- _What is expected_
Rewrite everything below from the line containing "output x=171, y=473." down through the line containing "x=431, y=388", putting "Object" in place of each "Target" and leaving all else unchanged.

- _Raw records_
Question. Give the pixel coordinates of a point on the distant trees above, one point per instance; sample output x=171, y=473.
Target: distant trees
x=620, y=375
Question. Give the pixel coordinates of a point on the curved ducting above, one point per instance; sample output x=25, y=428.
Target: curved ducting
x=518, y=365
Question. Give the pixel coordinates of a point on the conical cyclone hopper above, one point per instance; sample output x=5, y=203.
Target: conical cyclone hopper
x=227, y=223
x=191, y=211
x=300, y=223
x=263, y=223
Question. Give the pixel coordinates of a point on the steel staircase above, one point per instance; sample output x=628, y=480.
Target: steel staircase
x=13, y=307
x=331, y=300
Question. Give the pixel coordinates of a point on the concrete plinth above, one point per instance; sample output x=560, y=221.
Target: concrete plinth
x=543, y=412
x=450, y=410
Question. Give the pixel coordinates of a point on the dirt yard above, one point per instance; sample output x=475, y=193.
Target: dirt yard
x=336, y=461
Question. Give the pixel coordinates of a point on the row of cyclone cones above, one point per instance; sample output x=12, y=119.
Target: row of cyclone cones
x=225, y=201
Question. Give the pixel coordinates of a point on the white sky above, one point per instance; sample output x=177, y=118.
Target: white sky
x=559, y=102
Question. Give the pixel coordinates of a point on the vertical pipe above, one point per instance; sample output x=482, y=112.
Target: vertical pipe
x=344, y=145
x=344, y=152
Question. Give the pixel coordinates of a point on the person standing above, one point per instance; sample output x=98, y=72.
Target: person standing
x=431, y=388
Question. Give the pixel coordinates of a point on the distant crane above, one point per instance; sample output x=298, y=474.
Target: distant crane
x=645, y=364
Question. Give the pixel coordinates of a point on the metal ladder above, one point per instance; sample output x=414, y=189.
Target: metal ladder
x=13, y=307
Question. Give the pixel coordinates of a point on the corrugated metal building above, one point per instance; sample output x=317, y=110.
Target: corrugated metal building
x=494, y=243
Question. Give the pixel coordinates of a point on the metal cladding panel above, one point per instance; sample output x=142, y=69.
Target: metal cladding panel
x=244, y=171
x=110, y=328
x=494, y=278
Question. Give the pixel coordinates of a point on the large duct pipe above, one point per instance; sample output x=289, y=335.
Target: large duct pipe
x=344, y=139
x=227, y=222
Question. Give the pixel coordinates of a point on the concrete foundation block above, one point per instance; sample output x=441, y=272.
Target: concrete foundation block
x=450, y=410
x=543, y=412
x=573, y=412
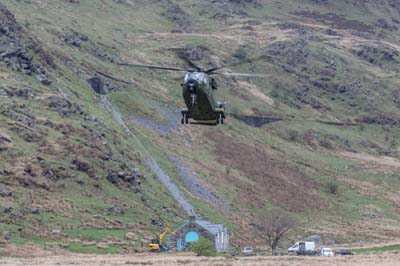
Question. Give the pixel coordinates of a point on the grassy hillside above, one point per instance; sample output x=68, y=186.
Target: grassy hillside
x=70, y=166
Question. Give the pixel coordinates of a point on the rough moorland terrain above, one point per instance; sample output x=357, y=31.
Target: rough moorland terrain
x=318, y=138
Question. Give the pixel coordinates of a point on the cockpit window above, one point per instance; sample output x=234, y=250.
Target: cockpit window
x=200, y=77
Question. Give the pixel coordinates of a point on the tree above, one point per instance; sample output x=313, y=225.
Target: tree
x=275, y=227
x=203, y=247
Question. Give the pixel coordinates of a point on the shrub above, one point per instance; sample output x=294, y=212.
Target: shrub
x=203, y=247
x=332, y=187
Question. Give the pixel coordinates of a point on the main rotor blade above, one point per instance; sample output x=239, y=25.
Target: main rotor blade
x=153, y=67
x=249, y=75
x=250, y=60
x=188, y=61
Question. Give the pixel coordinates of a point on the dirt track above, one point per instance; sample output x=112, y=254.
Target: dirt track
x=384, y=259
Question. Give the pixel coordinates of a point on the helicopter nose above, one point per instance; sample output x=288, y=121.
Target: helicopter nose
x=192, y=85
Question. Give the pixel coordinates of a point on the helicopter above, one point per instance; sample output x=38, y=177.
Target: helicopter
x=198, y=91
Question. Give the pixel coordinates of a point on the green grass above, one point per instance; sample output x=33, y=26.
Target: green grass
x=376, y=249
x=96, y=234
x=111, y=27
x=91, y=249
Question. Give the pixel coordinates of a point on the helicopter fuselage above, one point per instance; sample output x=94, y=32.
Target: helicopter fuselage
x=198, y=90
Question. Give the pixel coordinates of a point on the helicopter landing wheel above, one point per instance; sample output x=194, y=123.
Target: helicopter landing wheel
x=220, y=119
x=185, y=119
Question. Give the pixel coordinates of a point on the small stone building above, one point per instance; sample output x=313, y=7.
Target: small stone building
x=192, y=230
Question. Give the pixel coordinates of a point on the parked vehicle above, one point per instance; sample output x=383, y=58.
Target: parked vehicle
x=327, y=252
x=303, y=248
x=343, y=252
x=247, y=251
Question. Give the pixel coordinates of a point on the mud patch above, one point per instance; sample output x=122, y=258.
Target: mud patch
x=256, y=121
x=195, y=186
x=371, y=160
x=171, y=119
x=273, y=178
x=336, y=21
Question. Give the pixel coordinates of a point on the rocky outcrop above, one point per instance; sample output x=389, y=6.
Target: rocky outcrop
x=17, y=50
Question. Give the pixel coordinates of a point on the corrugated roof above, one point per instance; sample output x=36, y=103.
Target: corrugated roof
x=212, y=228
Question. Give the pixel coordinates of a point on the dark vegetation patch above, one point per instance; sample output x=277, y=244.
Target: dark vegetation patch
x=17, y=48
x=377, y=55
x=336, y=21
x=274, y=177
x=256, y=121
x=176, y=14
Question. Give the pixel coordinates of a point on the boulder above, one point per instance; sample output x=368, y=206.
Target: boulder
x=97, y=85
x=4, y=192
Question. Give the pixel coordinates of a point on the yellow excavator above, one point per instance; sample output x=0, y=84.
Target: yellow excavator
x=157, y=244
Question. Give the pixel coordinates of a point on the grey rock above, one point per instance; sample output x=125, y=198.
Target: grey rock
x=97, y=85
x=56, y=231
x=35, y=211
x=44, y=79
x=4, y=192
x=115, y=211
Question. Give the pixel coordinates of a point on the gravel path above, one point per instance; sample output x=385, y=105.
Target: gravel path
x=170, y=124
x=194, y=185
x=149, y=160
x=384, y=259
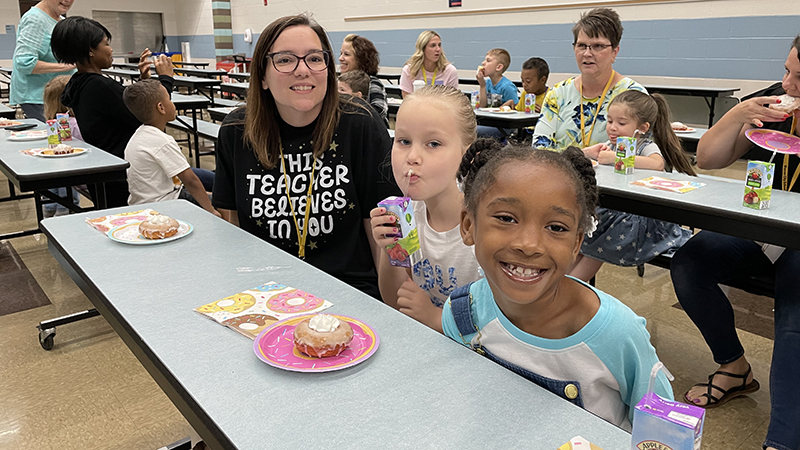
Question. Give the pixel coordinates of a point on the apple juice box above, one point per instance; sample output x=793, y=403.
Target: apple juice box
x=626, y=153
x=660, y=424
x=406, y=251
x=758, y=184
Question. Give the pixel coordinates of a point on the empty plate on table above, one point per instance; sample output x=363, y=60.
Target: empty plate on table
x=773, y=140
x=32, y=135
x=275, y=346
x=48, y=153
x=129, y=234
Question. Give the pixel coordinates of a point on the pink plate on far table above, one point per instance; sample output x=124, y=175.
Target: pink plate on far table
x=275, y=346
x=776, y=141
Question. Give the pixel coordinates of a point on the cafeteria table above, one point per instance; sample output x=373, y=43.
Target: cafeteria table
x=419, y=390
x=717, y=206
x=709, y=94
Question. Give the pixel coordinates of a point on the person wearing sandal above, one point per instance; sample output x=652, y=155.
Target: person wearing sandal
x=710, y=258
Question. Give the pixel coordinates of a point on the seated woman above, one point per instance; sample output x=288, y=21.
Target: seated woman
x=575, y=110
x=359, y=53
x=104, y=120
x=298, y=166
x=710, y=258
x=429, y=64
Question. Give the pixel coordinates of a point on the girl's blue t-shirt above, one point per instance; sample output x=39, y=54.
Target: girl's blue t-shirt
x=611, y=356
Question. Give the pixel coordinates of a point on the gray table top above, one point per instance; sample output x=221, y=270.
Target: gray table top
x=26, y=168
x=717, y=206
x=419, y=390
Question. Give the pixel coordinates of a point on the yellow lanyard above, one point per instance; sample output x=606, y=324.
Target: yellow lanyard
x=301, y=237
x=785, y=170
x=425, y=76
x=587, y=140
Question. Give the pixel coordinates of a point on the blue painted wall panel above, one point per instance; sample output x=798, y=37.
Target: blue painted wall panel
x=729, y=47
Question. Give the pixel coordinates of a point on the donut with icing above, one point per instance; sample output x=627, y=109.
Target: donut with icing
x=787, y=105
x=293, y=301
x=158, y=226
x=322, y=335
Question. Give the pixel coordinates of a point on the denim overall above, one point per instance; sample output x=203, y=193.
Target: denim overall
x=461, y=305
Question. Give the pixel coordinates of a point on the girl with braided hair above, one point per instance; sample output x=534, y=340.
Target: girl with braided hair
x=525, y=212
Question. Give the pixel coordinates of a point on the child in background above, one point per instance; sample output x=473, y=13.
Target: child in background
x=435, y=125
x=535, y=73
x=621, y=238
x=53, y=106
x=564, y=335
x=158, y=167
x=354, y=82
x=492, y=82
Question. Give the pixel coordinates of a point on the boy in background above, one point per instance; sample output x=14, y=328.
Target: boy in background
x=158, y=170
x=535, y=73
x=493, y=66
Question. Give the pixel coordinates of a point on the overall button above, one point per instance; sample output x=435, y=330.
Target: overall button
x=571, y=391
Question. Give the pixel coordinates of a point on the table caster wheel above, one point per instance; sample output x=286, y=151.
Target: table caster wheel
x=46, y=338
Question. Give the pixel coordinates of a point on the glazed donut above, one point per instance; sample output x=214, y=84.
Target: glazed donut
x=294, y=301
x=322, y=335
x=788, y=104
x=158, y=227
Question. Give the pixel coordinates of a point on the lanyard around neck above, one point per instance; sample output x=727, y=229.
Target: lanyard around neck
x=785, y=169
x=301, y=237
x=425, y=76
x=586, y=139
--
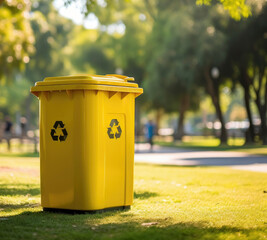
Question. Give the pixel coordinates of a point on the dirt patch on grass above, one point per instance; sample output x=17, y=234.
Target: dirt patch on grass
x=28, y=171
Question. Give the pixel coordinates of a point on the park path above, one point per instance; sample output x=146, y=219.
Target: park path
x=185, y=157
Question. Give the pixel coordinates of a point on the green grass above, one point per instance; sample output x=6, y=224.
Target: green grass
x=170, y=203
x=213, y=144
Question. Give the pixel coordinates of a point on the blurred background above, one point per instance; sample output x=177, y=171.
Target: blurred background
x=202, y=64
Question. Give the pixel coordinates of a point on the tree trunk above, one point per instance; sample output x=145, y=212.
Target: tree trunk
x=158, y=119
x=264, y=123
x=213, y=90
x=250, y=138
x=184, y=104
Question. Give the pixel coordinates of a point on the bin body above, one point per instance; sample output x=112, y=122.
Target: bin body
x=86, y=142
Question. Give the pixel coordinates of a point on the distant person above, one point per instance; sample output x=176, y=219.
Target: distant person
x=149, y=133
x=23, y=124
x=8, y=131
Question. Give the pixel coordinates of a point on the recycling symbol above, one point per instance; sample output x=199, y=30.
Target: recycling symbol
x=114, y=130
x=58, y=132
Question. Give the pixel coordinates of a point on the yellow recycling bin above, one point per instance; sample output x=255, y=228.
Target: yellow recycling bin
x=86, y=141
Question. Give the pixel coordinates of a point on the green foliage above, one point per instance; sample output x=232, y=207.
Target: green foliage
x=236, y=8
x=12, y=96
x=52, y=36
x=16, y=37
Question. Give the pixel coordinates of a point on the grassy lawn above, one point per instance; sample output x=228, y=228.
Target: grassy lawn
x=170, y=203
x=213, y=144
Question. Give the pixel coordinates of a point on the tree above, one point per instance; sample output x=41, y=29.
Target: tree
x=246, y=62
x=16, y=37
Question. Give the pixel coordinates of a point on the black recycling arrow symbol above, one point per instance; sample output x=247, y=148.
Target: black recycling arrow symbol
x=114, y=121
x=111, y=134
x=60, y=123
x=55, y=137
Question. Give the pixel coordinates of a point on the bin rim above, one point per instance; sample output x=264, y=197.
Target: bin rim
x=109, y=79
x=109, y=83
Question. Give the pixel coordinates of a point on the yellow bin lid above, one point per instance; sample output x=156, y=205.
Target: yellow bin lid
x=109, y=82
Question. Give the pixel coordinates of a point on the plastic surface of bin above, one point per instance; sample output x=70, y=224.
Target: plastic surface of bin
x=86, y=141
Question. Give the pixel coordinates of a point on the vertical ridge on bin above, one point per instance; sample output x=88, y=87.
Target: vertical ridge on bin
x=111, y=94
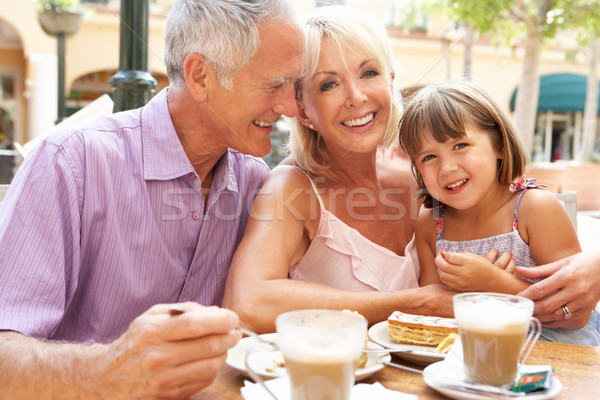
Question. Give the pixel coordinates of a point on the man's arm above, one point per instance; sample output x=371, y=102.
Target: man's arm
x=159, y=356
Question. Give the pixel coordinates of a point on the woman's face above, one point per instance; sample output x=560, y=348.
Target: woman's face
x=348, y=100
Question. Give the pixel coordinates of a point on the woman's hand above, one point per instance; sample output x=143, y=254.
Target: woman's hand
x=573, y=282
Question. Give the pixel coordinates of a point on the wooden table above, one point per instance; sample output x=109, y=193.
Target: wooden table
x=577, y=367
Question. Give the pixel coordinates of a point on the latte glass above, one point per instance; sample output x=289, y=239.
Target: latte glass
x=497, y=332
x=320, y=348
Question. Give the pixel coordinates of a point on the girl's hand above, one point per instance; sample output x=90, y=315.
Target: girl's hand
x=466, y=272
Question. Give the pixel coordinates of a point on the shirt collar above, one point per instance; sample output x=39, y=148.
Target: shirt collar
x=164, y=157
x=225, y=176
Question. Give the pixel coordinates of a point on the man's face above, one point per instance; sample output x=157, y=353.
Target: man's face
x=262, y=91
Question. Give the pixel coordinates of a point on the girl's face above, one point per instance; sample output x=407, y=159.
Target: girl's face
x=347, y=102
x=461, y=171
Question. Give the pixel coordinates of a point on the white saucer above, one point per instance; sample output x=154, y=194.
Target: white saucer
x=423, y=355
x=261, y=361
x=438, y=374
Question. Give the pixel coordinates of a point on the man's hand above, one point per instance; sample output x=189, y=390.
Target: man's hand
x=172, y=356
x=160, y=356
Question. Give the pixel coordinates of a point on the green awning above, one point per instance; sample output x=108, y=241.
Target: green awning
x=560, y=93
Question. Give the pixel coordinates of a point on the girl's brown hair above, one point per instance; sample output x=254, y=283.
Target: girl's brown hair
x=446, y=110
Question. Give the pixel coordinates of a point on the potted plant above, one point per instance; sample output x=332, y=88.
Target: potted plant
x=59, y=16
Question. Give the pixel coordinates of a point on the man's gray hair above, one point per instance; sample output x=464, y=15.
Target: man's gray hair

- _Task output_
Question. Give the pixel coordinates of a point on the distant trees above, one point per instance; sample output x=171, y=473.
Object: distant trees
x=620, y=375
Question. Give the pixel coordinates of a point on the curved ducting above, one point per instance; sample output x=25, y=428.
Object: curved ducting
x=518, y=365
Question. Give the pixel coordinates of a point on the conical cyclone hopper above, one point per instance; sample output x=5, y=203.
Object: conical cyclone hopper
x=227, y=223
x=191, y=211
x=300, y=223
x=263, y=223
Question. Give the pixel coordinates of a point on the steel staircase above, one point per instance; sample output x=628, y=480.
Object: steel staircase
x=13, y=307
x=331, y=300
Question. Give the pixel coordinates of a point on the concrete plinth above, one point per instance; sample output x=560, y=221.
Object: concrete plinth
x=543, y=412
x=450, y=410
Question. Give the pixel coordinates of a point on the dirt yard above, one point per instance; sample output x=475, y=193.
Object: dirt yard
x=336, y=461
Question. Give the pixel coordinates of a point on the row of cyclone cones above, one point per instance; sample output x=12, y=119.
Object: row of cyclone cones
x=225, y=201
Question. Give the pixel coordinates of a point on the white sky above, one point per instance; sample output x=177, y=118.
Object: white sky
x=559, y=102
Question. Give the pixel coordinates of a point on the vertical pipe above, one point per instance; sample output x=482, y=112.
Object: vertical pipe
x=344, y=145
x=344, y=152
Question. Give the pixel coordinates of a point on the person standing above, one point per instance; sample output x=98, y=72.
Object: person standing
x=431, y=388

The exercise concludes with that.